Exercise aim:
Will you output the entries below exactly, skipping every image they contain?

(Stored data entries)
+++

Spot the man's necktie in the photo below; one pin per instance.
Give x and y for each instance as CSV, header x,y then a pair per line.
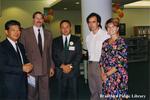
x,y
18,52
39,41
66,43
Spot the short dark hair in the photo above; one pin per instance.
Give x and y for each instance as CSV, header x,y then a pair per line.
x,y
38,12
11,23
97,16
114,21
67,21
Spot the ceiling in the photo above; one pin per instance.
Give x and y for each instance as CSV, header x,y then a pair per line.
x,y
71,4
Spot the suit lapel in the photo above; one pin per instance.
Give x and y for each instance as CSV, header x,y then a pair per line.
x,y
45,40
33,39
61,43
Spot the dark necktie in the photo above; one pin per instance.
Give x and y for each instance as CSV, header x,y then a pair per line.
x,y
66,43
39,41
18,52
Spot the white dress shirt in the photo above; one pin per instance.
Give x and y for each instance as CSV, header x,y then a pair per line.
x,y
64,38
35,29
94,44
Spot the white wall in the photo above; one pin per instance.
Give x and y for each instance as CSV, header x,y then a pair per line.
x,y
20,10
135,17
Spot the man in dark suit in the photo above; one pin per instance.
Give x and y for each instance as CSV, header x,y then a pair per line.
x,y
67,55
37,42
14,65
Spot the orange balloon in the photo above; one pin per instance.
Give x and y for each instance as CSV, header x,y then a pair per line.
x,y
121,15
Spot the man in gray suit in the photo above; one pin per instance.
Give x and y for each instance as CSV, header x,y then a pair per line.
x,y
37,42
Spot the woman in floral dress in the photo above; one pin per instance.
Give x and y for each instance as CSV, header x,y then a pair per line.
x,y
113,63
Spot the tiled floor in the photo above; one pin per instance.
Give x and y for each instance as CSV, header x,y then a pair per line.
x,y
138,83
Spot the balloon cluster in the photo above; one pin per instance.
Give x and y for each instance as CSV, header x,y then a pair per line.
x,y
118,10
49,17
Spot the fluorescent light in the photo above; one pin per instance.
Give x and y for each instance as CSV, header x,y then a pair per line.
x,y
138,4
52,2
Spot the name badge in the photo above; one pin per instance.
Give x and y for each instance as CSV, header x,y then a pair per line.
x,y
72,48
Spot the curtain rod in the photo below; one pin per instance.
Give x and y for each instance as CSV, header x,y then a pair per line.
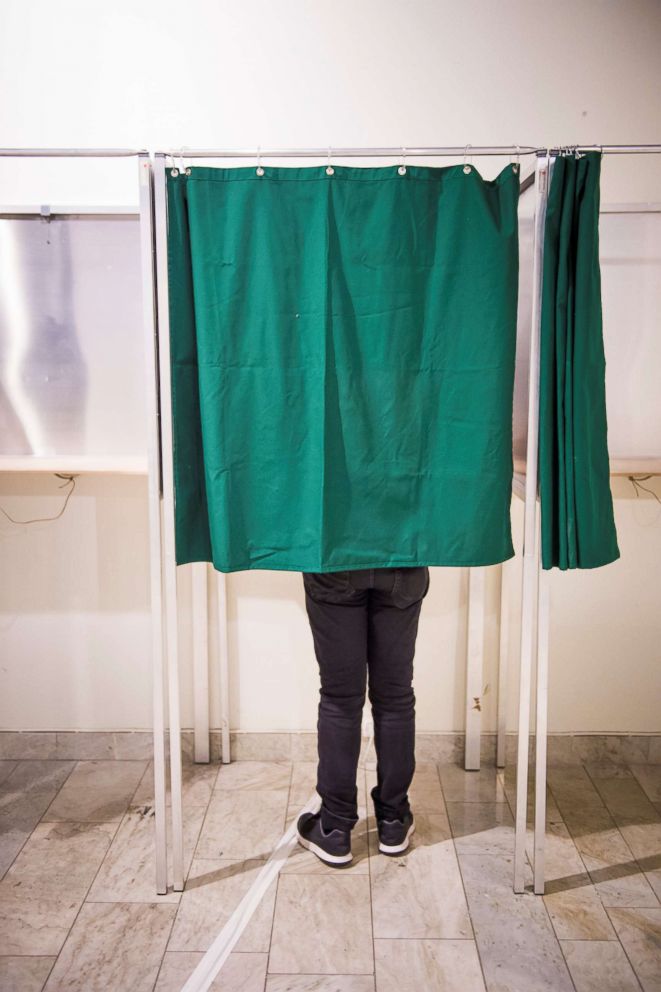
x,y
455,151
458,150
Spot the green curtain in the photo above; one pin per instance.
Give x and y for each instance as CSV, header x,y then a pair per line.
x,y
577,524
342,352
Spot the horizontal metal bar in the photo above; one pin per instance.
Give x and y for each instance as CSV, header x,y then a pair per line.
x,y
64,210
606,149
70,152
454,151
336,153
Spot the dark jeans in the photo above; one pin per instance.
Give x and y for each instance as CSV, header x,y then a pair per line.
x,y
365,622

+++

Reply to the exercise:
Spot the man's necktie in the photo below; one pin per instance.
Give x and y for each instance as CSV, header x,y then a pair per line.
x,y
18,52
39,41
66,43
Spot the short dark hair in the photo above; one pin per instance.
Give x and y for each instance as CSV, header x,y then a pair per line.
x,y
38,12
11,23
97,16
114,21
67,21
Spot the ceiling in the photo above; one pin per instance.
Give x and y for each instance as CSV, header x,y then a pair per line.
x,y
71,4
Spot the suit lapel in the photo above; one pin per instance.
Give x and y for each instance as CSV, header x,y then a pair per line.
x,y
45,40
33,39
61,43
Spot the dark necktie in the photo above; one pin per instance.
Give x and y for each instance as CSV, header x,y then a pair per line.
x,y
66,43
39,41
18,52
Spot the white dress shirt in the photo above; one pin per instance.
Give x and y for each instance as CSV, header x,y then a pair per line.
x,y
64,38
35,29
94,44
Spot the white wall in the photo above; one pin per instance.
Give x and y for each instance as CSV, header x,y then a pair per line.
x,y
20,10
135,17
Spot the man in dark suit in the photo above; one pin per instance.
Give x and y for each instance as CSV, header x,y then a pair per line.
x,y
67,55
37,42
14,65
Spot the orange balloon in the photo above; one pin per instance.
Give x and y for each instance as CSV, header x,y then a pair per line.
x,y
121,15
Spot the man in gray suit in the photo above; one pin per instance.
Give x and y for each instance as CSV, header x,y then a pair per line.
x,y
37,42
Spot the woman in floral dress in the photo above; one pin per instance.
Give x and y for each instance as CSV, header x,y then a pair per line.
x,y
113,63
Spot the tiled floor in the photo above; one pin per instance.
Give x and y for each instance as CSV, header x,y then a pair per line.
x,y
138,83
Spot the balloon cluster in the photo above; one pin per instance.
Give x and y for each instance as CSV, header x,y then a pair per line.
x,y
118,10
49,17
Spot the fluorescent light in the photo above; one pin per instance.
Give x and y for each instance as CSV, header x,y then a pair per line.
x,y
138,4
52,2
Spot the name badge in the photo above; one pin per instance.
Give x and y for each instance as CSV, header x,y then a pair per line.
x,y
72,48
Spot the curtain rod in the photo below; one pin per instance.
Give x and y for each instance as CSV, header x,y then a pair per line.
x,y
455,151
458,150
Spot the green curtain in the photo above; one pin per instance.
Give x and y for each instance as CSV, header x,y then a pair per line.
x,y
577,524
342,352
Spot the horizontal metal bar in the photo above; one pin per instance.
Give x and y for each instance as CSV, header x,y then a pair per line.
x,y
64,210
606,149
70,152
454,151
336,153
Spot the dark jeans in the photo above; one pin per instance.
Give x and y for each instance as CSV, header x,y then a pair per line.
x,y
365,622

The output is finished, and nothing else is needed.